INFORMATION GIVEN START
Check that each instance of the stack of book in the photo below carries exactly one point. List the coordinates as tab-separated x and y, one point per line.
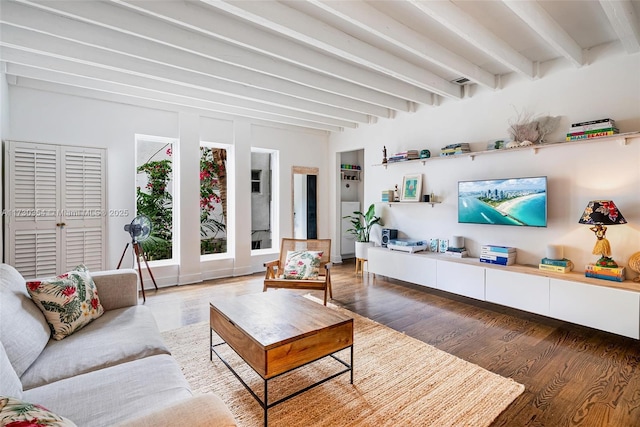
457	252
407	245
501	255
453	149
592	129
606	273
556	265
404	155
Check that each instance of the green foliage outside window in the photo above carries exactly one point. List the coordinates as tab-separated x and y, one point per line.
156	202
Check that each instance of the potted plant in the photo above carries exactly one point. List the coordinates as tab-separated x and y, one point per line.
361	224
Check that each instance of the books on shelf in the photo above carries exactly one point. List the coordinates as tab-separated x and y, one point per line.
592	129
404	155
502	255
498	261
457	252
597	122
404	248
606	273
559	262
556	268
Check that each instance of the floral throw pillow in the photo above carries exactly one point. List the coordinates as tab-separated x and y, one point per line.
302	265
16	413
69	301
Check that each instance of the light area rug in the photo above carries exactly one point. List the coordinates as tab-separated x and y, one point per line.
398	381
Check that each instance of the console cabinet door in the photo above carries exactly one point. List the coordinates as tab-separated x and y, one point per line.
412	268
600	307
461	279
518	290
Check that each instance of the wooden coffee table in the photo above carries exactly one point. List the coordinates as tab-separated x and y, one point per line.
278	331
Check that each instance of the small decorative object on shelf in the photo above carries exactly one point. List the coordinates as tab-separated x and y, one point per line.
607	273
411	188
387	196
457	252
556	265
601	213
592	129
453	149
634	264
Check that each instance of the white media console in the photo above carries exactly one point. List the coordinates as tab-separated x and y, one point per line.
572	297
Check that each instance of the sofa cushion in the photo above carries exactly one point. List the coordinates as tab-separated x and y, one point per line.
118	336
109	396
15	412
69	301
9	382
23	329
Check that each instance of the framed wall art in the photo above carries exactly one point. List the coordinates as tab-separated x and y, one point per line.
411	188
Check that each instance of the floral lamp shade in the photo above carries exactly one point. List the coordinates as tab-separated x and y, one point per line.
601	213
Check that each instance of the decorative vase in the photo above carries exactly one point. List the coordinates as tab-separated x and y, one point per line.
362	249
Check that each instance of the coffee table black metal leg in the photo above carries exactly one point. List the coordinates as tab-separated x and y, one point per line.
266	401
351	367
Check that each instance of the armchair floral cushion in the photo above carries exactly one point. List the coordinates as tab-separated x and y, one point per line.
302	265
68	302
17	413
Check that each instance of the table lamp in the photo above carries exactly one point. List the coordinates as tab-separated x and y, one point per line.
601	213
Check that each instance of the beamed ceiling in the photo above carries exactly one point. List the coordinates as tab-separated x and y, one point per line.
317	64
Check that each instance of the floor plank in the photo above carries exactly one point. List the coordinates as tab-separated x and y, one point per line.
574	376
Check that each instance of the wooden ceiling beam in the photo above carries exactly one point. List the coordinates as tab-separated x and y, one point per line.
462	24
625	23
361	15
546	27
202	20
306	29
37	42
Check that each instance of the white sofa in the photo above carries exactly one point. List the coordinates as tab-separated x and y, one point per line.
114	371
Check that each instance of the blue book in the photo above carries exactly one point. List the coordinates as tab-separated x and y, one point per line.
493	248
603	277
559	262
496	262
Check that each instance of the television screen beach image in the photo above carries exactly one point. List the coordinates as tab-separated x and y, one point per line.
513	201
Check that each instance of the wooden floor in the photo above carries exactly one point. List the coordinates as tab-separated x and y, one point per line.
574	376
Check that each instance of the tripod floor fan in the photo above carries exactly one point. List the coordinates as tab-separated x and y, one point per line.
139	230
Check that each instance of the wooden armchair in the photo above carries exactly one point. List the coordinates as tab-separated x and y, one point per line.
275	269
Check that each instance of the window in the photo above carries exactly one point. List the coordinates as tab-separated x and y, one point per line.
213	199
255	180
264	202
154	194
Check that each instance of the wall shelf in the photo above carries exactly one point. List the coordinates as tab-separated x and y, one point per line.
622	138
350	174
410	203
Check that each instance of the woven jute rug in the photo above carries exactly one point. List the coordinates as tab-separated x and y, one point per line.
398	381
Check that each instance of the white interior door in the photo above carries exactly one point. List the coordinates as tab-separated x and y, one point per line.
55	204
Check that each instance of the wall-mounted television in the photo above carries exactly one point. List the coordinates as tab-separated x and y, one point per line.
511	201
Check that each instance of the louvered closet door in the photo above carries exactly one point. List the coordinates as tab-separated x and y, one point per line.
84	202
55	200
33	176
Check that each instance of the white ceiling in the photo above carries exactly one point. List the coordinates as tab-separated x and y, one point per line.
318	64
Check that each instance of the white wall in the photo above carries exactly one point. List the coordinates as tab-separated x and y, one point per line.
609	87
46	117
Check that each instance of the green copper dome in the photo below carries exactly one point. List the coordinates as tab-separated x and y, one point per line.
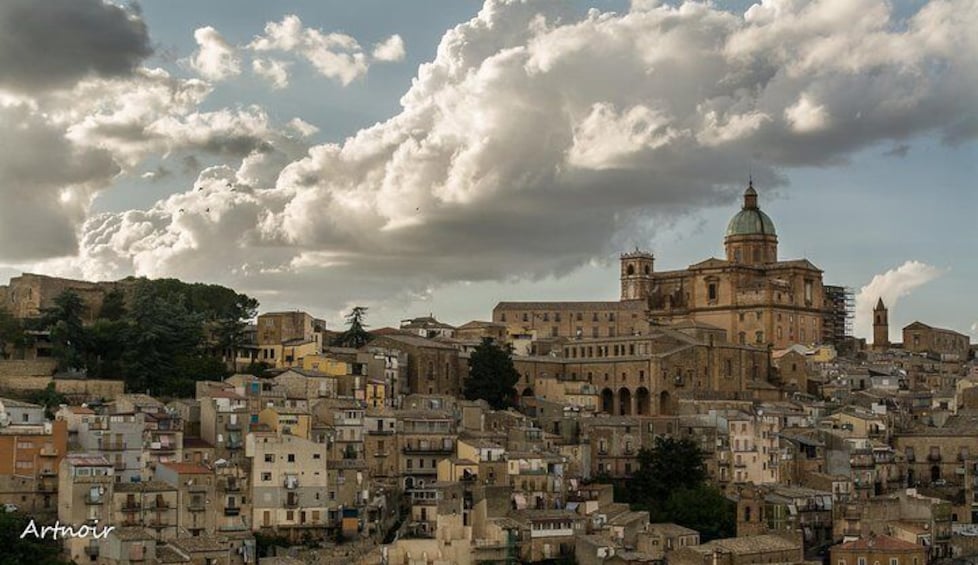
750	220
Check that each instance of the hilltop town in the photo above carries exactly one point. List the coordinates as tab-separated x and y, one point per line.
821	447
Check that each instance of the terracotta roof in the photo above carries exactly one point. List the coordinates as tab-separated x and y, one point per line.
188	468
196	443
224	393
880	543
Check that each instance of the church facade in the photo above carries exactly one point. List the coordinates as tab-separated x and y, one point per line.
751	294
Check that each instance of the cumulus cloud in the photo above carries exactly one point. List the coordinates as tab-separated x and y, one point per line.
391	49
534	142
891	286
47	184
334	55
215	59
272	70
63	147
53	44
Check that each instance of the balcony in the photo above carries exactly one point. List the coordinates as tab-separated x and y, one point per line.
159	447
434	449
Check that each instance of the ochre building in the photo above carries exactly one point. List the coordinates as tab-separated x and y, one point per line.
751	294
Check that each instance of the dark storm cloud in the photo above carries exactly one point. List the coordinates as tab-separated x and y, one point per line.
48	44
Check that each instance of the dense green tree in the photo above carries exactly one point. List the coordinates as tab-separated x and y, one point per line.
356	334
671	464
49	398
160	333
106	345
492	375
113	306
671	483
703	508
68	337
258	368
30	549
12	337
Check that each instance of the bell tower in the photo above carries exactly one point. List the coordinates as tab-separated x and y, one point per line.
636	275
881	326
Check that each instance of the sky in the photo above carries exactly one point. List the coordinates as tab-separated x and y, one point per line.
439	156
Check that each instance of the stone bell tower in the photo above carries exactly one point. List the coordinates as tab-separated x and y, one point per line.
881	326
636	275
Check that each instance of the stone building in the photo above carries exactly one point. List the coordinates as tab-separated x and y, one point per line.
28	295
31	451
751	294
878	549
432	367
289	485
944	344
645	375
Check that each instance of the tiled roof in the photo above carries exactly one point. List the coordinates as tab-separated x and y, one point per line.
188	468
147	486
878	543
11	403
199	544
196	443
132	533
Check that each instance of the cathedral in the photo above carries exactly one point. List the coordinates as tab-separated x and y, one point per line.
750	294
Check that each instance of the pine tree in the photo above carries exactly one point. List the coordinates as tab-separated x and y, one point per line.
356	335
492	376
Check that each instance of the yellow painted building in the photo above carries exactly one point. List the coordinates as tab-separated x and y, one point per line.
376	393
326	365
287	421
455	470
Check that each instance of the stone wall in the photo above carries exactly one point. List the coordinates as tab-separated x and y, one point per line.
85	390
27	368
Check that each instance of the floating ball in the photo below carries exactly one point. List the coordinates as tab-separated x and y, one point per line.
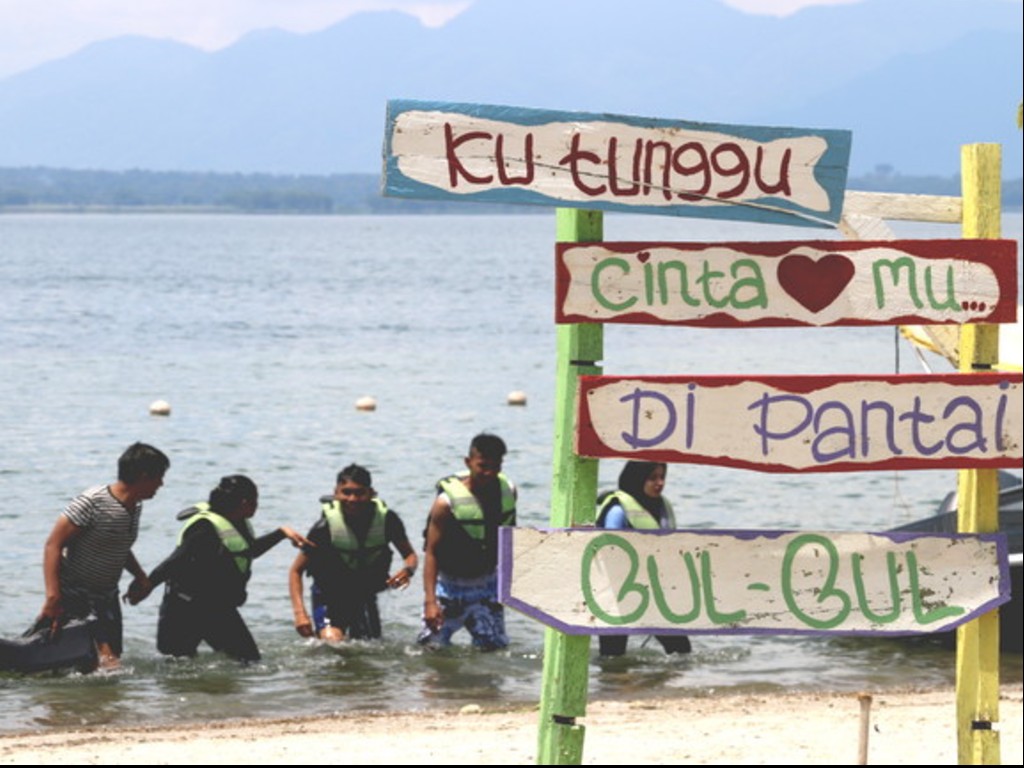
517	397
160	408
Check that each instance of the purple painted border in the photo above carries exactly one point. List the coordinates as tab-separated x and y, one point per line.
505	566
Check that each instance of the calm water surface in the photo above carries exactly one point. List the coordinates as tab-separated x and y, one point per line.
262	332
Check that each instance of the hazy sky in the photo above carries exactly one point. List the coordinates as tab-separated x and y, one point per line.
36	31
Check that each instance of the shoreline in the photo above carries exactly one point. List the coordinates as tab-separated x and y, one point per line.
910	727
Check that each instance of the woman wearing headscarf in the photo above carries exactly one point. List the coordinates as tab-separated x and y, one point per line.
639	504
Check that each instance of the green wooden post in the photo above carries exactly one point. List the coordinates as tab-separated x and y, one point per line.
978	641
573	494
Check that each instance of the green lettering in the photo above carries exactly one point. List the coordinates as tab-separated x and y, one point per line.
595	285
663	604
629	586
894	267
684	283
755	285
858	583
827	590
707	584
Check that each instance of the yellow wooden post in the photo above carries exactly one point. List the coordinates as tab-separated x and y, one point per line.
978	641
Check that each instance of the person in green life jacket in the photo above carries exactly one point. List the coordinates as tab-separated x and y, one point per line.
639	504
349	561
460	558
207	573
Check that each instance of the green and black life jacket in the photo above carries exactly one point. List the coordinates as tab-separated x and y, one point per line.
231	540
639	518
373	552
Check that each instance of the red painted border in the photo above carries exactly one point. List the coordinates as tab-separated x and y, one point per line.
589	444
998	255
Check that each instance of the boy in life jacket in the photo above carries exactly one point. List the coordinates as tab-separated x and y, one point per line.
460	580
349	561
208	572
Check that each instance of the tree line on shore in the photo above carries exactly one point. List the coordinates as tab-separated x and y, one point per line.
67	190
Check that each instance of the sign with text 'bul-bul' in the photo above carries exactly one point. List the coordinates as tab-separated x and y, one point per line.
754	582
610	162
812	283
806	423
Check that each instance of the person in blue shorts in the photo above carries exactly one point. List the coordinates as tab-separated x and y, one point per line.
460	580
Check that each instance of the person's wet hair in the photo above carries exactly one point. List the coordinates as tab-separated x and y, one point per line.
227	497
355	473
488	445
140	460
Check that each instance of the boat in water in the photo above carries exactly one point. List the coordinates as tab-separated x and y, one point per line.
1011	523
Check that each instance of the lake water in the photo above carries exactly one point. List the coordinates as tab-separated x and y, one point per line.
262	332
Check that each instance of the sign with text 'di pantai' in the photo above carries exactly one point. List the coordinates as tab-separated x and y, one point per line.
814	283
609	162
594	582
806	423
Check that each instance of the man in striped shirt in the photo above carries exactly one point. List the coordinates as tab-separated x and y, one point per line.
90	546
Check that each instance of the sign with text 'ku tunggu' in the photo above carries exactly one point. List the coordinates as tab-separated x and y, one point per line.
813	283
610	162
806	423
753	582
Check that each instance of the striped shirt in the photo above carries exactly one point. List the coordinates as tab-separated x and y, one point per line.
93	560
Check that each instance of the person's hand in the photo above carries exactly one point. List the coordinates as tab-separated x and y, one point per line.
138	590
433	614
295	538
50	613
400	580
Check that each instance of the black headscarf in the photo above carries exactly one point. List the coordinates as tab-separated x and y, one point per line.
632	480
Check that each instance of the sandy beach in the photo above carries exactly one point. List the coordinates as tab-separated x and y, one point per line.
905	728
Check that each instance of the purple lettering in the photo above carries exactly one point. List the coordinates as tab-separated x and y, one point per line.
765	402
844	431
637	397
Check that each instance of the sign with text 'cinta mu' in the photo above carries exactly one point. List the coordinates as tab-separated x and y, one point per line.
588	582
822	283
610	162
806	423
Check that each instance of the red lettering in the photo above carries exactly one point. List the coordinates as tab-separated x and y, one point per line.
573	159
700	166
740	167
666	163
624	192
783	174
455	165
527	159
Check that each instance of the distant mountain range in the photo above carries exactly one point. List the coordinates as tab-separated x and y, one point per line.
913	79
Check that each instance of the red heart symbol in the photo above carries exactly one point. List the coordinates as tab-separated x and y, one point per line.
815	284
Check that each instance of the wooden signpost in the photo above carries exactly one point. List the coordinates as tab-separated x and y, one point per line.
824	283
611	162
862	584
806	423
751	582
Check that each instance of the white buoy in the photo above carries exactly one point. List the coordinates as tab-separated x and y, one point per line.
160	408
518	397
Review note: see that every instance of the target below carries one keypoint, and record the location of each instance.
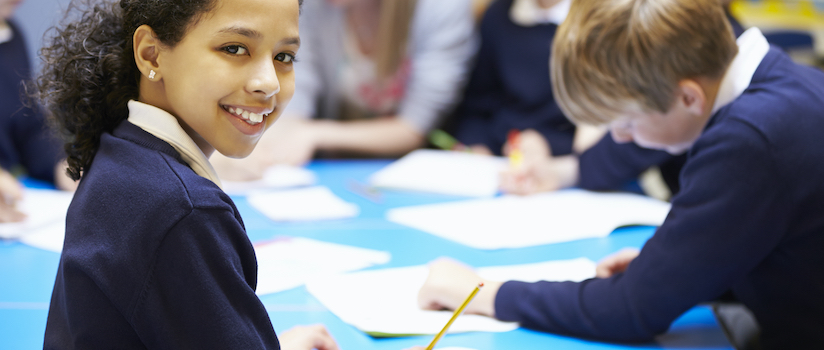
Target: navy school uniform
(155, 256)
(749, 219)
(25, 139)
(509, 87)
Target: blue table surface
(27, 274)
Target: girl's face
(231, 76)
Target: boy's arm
INFORMATION GIVEN END
YOUR ASSIGNMENT: Nothing but the lines from the one that contains "Target: navy school uniform" through the last line of the entries should appear in your reply, each repeated exactly.

RESULT OF THIS EXERCISE:
Target: navy school uniform
(155, 256)
(749, 219)
(25, 139)
(509, 87)
Target: blue table surface
(27, 274)
Target: girl's face
(231, 76)
Target: boy's arm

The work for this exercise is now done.